Please rewrite the records below, replacing "Kindly put a point on" with "Place a point on" everywhere it occurs and leaving all other text unchanged.

****************

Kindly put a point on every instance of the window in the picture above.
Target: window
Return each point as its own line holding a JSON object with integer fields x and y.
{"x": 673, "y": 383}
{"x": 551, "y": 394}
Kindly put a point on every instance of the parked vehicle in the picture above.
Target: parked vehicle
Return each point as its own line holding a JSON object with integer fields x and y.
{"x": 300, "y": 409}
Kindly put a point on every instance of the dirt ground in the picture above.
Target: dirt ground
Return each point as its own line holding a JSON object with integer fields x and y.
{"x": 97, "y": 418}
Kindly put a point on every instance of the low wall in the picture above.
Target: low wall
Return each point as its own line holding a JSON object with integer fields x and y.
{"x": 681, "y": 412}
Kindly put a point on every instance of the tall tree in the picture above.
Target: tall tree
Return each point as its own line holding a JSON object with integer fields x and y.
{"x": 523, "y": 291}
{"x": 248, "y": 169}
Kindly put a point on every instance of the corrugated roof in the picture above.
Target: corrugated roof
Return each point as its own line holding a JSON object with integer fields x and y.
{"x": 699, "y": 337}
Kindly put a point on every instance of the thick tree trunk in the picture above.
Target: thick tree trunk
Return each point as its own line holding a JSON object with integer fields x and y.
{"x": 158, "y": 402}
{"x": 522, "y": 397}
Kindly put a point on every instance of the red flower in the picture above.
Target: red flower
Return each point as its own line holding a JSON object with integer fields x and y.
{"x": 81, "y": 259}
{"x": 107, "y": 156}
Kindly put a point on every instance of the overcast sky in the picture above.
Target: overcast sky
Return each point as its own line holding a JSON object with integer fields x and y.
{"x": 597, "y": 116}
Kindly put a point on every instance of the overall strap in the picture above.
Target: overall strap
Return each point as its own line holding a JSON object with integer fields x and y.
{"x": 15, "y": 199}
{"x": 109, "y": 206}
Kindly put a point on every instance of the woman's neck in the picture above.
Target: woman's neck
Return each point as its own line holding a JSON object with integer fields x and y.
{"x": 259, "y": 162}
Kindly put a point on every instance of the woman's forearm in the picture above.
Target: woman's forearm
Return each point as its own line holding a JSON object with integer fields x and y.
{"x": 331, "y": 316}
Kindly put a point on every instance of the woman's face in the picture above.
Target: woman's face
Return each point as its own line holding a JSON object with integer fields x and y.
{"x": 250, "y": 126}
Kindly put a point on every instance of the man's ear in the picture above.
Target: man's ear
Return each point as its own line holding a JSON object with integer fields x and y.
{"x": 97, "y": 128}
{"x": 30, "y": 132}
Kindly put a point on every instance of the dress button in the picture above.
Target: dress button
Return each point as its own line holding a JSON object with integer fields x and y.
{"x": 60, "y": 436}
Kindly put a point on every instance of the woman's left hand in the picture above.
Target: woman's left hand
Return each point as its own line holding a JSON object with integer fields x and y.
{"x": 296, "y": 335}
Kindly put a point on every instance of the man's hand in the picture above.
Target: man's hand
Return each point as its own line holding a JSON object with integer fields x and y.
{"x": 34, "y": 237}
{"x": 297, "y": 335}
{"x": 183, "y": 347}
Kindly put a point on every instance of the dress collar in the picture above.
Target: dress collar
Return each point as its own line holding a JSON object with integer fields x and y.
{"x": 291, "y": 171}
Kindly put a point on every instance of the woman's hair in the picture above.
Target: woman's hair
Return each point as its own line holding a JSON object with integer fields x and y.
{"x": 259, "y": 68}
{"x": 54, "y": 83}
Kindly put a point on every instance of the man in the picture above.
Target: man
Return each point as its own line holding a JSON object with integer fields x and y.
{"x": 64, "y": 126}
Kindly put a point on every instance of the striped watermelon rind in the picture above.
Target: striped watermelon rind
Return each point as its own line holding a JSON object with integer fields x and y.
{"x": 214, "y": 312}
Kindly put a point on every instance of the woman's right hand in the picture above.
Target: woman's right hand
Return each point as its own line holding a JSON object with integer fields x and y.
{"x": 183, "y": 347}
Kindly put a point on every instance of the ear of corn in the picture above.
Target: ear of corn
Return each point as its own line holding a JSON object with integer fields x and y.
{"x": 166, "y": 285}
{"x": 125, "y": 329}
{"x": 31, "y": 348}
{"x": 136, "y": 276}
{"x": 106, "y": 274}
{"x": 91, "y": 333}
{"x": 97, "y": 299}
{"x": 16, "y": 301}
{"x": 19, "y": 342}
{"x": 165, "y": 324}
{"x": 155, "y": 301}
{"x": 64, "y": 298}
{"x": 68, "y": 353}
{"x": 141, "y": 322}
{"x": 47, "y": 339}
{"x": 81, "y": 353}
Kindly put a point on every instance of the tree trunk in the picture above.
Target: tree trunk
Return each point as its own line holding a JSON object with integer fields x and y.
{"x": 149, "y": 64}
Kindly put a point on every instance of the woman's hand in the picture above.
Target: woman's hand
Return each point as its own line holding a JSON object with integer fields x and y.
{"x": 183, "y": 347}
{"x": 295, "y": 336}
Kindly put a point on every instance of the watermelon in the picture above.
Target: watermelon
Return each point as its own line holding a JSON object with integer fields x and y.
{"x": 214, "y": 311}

****************

» Full output
Place a point on every instance of the window in the picture above.
Target: window
Return each point as its own line holding a JSON object with integer fields x and y.
{"x": 673, "y": 383}
{"x": 551, "y": 394}
Place a point on every instance of the parked vehicle in the picture above.
Target: parked vehicle
Return each point as its own line holding a JSON object with integer fields x and y.
{"x": 300, "y": 409}
Place a point on every instance of the dirt ground in the picture above.
Target: dirt ground
Return each point as its own line holding a JSON object with integer fields x and y.
{"x": 97, "y": 418}
Place a point on every instance of the low wall in the picture above.
Target: low wall
Return each point as its own line holding a JSON object with integer fields x and y.
{"x": 681, "y": 412}
Place a point on every instance of the tall tree in the picture above.
Target: tall tree
Return each point as its own line holding a JSON object with integer fields x and y.
{"x": 523, "y": 291}
{"x": 248, "y": 169}
Place a point on every instance of the corrugated roof in the picture above.
Target: corrugated roof
Return each point as its own line holding a JSON object with integer fields x and y.
{"x": 699, "y": 337}
Place a point on every instance of the thick tree trunk in the picture above.
Target: thick tree trunk
Return each point as its own line holding a JSON object with integer fields x and y.
{"x": 158, "y": 402}
{"x": 522, "y": 397}
Place a point on every instance of the red flower in the picture above.
Target: red flower
Return each point as its own line holding a JSON object with integer fields x and y.
{"x": 81, "y": 259}
{"x": 107, "y": 156}
Place a point on every instance of the overcast sky in the picture above.
Target: overcast sky
Return each point as its own line holding a JSON object with integer fields x and y.
{"x": 597, "y": 116}
Place a point on every instance of the overall strap in the picture above.
Target: overall strap
Return each point as its own line holding a JSON object with integer fields x and y.
{"x": 15, "y": 199}
{"x": 109, "y": 206}
Place a point on every instance of the woman's neck in the picture above.
Target: woman's neck
Return each point as its own line holding a JSON object with integer fields x and y.
{"x": 259, "y": 162}
Place a point on every instance of the woman's forearm in the picture above.
Target: woman's forearm
Return each point as its own line holding a JSON object with integer fields x and y.
{"x": 331, "y": 316}
Place a point on every instance of the woman's face in the picture above.
Target: woman's face
Return each point as its own line holding a JSON object with integer fields x and y.
{"x": 250, "y": 126}
Place a point on every instance of the man's ear in the picture above.
Target: man's ear
Return each point as its own line holding a JSON object with integer fields x and y.
{"x": 97, "y": 128}
{"x": 30, "y": 132}
Place a point on every instance of the dress button in the picture above.
Target: dress button
Return each point as its own line holding a JSON object with integer fields x and y.
{"x": 60, "y": 436}
Place a point on every instance of the woman's left hand in the picture above.
Target: woman's left hand
Return each point as its own line holding a JSON object with integer fields x and y.
{"x": 296, "y": 335}
Place a point on every instance of the man's hand in the picture above.
Target: man's hand
Return each point as its own line holding a JSON object with integer fields x and y.
{"x": 34, "y": 237}
{"x": 297, "y": 335}
{"x": 183, "y": 347}
Place a point on every instance of the dress collar in the picture above.
Target: dress collar
Return each point as its own line holding a JSON object with integer fields x and y.
{"x": 291, "y": 171}
Place a point on every instance of the woman's hair in the picture above.
Target: woman's hair
Return each point as its own line holding a JSON object with integer fields x and y.
{"x": 259, "y": 68}
{"x": 54, "y": 83}
Place a point on every instance of the man in the picture above.
Target: man
Return each point as its own line holding a JSON object with integer fields x and y.
{"x": 64, "y": 126}
Place a point on every instance of the striped watermelon rind in the picture above.
Target: striped watermelon rind
Return each point as its own line holding a JSON object with integer fields x and y.
{"x": 214, "y": 312}
Place a point on every instance of the woman's right hand in the picture above.
Target: woman's right hand
Return each point as its own line holding a JSON object with integer fields x and y.
{"x": 183, "y": 347}
Place a point on every instance of the ear of corn in the picture above.
Target: ear of corn
Return each point as its own line holding a JSON object with integer fields x and y.
{"x": 166, "y": 285}
{"x": 125, "y": 329}
{"x": 31, "y": 348}
{"x": 136, "y": 276}
{"x": 106, "y": 274}
{"x": 91, "y": 333}
{"x": 97, "y": 299}
{"x": 16, "y": 301}
{"x": 19, "y": 342}
{"x": 165, "y": 324}
{"x": 155, "y": 301}
{"x": 64, "y": 298}
{"x": 68, "y": 353}
{"x": 141, "y": 322}
{"x": 47, "y": 339}
{"x": 81, "y": 353}
Place a point on every instance of the tree trunk in the picture above.
Target: tree trunk
Return each point as its own line holding a JSON object with integer fields x and y.
{"x": 149, "y": 64}
Place a point on every instance of the woman's hand in the picture above.
Target: woman's hand
Return each point as its own line holding a JSON object with integer fields x and y.
{"x": 183, "y": 347}
{"x": 295, "y": 336}
Place a point on every instance of the watermelon in the picture above.
Target: watermelon
Return each point as its own line holding a JSON object with integer fields x and y.
{"x": 214, "y": 311}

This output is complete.